● What is needed
Locate each line in the records containing "child". Copy it.

● Provided information

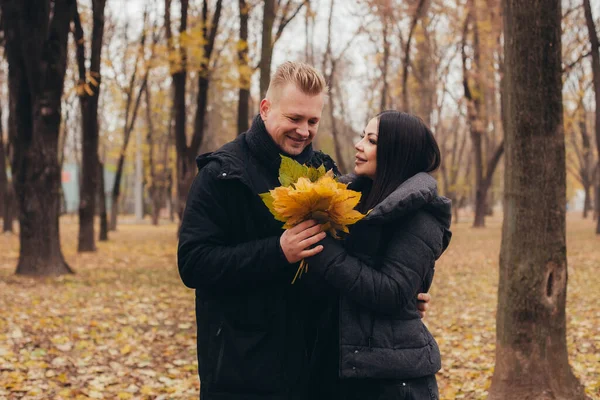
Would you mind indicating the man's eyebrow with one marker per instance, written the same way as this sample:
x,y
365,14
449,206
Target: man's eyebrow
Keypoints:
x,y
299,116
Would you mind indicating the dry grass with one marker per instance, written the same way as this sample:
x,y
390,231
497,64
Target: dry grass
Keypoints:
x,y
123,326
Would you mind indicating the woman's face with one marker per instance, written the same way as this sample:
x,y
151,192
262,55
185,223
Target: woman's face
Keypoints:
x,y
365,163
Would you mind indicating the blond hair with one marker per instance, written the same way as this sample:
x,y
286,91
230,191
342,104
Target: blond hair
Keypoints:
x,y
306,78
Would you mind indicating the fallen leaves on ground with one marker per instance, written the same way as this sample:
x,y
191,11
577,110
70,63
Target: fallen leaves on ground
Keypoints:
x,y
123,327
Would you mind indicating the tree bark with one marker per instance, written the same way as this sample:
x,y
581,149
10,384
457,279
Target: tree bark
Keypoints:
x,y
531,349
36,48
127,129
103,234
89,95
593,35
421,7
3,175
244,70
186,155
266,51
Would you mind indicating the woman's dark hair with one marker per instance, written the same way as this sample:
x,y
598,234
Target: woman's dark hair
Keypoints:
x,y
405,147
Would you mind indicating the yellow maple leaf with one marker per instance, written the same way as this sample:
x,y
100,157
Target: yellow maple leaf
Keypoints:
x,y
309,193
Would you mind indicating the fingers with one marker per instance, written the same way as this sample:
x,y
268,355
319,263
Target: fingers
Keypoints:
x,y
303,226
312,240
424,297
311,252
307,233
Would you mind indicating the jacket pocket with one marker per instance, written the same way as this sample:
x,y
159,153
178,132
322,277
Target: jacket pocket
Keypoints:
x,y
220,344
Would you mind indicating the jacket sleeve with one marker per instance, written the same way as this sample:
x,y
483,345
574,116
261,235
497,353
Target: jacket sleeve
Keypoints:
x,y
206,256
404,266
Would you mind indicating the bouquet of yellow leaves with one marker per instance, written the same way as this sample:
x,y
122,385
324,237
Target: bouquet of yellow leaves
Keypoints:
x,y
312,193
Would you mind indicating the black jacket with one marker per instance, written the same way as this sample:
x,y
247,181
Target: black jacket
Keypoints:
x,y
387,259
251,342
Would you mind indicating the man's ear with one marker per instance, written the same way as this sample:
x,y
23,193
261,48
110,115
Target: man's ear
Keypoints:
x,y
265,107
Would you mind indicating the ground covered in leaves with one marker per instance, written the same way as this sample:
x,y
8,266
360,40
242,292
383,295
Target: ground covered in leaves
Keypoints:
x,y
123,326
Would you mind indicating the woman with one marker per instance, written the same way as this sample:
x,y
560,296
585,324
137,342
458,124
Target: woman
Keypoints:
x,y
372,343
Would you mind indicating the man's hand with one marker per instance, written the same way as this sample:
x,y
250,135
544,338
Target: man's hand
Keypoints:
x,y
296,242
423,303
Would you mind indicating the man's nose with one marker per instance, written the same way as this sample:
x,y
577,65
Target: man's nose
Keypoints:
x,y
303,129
==
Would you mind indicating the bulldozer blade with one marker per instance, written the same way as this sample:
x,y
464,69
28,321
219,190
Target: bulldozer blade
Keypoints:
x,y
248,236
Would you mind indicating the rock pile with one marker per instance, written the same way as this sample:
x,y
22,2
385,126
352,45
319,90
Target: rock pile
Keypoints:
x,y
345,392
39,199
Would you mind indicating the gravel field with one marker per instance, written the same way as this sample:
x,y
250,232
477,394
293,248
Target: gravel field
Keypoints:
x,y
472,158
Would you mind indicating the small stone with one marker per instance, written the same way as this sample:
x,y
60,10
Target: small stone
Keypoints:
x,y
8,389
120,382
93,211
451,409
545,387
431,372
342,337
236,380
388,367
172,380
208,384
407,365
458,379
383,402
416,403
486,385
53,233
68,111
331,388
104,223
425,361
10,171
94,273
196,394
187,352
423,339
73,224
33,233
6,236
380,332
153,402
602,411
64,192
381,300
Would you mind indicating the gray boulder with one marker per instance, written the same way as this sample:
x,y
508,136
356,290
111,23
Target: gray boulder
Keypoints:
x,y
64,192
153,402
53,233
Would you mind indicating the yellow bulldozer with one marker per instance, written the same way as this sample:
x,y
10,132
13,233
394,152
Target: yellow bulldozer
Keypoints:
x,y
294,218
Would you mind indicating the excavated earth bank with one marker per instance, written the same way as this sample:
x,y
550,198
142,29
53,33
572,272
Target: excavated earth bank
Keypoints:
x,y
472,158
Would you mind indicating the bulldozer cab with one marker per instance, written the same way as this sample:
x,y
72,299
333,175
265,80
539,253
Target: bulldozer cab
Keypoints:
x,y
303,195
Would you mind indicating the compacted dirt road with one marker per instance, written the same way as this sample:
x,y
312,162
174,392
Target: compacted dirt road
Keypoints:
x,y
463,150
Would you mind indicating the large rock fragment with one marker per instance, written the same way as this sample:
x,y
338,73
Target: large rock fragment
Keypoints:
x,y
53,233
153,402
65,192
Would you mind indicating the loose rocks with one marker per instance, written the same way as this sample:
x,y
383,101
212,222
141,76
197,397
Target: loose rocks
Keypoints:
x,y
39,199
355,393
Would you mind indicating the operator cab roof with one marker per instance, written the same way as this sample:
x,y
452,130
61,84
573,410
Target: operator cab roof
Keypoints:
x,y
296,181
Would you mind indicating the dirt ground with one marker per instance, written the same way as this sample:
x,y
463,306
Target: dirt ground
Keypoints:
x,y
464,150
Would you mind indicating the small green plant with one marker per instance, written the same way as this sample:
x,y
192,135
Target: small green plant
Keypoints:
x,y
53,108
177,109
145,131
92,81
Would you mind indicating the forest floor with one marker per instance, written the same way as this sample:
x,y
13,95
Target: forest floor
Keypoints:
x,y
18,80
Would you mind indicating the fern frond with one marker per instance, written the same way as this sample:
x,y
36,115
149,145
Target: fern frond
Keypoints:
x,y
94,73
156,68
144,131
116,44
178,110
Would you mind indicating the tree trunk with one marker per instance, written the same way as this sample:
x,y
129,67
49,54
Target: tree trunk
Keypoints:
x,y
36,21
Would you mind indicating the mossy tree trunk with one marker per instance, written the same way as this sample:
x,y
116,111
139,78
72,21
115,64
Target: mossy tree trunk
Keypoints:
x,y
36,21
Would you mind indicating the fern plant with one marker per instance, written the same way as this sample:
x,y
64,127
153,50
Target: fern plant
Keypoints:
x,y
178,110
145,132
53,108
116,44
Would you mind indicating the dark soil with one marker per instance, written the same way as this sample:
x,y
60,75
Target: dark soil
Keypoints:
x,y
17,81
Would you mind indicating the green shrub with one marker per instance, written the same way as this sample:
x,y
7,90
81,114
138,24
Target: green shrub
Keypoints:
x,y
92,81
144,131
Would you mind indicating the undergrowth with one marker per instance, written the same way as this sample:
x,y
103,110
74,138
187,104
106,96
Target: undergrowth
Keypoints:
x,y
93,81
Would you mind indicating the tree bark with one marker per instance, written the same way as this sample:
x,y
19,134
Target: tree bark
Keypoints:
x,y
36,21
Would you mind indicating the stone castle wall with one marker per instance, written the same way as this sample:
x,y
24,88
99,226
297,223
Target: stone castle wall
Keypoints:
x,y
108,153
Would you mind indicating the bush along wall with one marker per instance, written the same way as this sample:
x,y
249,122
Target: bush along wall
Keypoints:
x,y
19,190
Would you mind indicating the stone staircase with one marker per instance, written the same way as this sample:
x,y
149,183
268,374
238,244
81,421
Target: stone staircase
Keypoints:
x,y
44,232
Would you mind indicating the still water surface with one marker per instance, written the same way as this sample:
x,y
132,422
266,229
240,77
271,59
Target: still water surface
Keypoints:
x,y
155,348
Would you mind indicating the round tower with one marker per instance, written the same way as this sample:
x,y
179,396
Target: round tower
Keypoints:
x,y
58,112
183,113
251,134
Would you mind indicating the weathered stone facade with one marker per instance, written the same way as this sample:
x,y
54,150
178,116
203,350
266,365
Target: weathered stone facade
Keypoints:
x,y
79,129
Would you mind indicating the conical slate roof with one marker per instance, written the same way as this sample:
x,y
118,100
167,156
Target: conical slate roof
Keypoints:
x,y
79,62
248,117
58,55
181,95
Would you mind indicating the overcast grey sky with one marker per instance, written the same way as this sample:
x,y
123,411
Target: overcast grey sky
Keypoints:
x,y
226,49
* * *
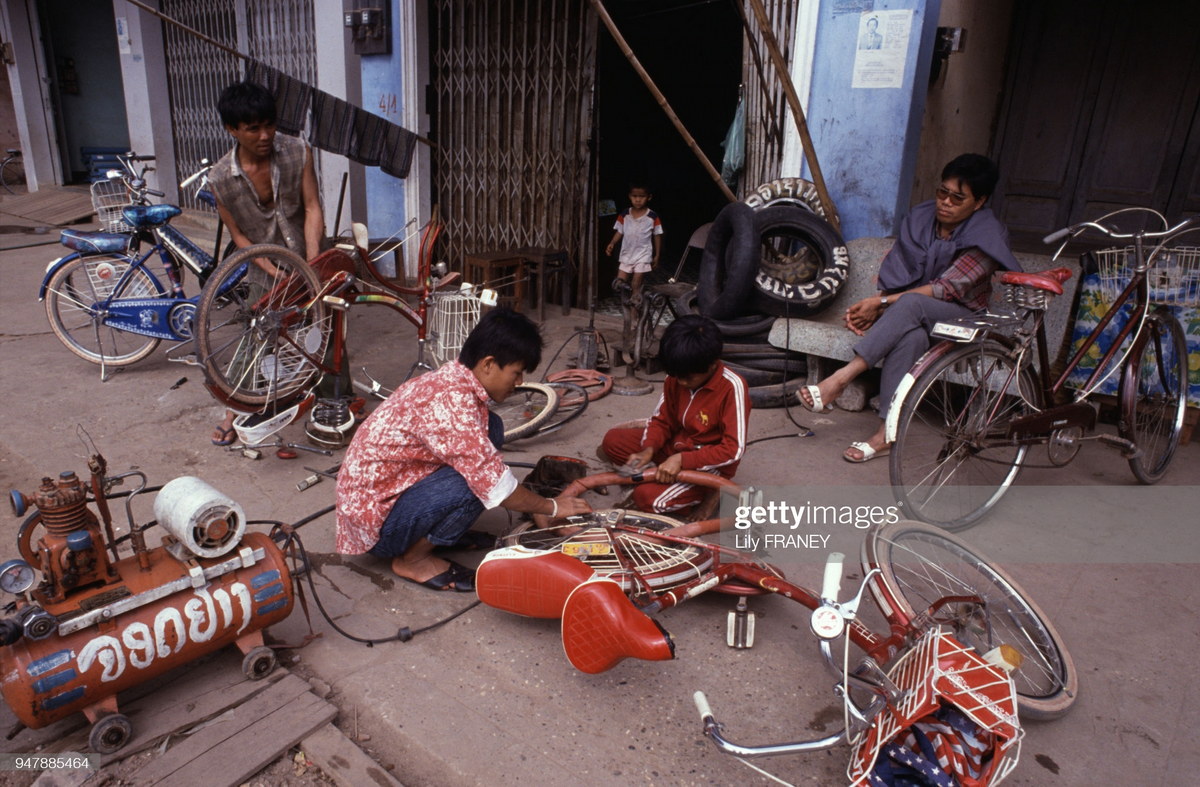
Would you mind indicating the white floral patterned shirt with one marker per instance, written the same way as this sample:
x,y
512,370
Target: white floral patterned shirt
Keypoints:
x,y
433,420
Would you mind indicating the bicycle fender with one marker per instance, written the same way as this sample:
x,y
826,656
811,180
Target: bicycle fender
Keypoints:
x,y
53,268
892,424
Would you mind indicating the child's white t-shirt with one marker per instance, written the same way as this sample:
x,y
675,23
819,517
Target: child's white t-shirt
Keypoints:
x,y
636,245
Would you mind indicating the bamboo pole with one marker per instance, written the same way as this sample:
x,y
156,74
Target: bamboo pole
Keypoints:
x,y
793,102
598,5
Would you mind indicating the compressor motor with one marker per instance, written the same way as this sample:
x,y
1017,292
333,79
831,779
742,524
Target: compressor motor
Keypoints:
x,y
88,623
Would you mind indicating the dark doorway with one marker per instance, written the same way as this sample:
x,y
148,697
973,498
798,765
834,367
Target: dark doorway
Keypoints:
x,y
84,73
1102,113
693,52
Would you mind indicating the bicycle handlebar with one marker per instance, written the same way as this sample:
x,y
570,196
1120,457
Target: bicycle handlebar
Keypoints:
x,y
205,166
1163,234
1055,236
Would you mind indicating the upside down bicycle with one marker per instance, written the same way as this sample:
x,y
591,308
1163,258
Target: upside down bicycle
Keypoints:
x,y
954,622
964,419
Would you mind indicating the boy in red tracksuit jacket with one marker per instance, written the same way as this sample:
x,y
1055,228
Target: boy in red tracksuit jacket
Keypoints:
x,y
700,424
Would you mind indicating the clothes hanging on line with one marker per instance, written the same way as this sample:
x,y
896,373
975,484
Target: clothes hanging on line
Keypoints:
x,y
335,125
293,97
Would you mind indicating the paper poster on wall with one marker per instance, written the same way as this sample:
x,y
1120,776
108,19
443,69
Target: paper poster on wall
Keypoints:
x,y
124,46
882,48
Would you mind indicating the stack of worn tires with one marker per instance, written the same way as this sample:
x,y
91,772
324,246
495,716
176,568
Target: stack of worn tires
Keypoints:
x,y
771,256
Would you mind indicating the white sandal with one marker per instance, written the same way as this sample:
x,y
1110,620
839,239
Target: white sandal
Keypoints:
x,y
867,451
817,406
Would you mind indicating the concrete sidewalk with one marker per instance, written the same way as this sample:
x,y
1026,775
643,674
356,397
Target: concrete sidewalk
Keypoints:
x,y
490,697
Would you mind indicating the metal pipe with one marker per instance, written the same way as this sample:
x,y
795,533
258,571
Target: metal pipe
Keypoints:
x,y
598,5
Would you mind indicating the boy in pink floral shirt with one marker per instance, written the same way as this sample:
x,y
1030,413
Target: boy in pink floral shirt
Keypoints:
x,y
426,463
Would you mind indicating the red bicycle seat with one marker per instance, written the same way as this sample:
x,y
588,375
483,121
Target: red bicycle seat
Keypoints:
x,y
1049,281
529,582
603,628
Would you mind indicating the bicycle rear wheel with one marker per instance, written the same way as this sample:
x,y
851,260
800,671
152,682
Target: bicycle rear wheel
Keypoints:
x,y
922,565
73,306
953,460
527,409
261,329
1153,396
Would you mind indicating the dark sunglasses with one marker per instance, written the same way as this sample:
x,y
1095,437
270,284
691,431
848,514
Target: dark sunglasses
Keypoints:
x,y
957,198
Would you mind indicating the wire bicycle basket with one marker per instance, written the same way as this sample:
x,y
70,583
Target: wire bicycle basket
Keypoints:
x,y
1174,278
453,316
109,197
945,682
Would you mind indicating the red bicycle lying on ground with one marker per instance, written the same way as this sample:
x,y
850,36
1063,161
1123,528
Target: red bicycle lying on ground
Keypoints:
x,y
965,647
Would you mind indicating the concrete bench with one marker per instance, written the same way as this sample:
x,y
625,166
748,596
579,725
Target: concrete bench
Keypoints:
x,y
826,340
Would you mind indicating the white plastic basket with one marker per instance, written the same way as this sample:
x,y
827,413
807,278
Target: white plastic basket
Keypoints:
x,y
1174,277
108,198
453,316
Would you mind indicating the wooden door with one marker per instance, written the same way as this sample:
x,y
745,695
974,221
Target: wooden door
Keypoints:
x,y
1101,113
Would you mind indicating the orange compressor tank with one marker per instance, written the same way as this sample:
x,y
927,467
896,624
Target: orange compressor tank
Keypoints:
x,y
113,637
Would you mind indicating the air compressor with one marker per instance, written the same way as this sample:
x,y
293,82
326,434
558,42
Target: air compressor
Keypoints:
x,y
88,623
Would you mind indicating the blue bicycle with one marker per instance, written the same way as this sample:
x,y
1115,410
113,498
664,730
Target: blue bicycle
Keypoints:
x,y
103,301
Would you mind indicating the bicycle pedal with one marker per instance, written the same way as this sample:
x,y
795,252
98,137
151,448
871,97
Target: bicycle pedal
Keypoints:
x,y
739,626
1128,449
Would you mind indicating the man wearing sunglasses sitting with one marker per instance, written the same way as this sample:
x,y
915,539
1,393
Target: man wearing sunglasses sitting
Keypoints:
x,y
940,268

● Answer space
Would you mind indicating the child's white t-shirt with one marker per instance, written the same way as this sample:
Target: child's white t-shirt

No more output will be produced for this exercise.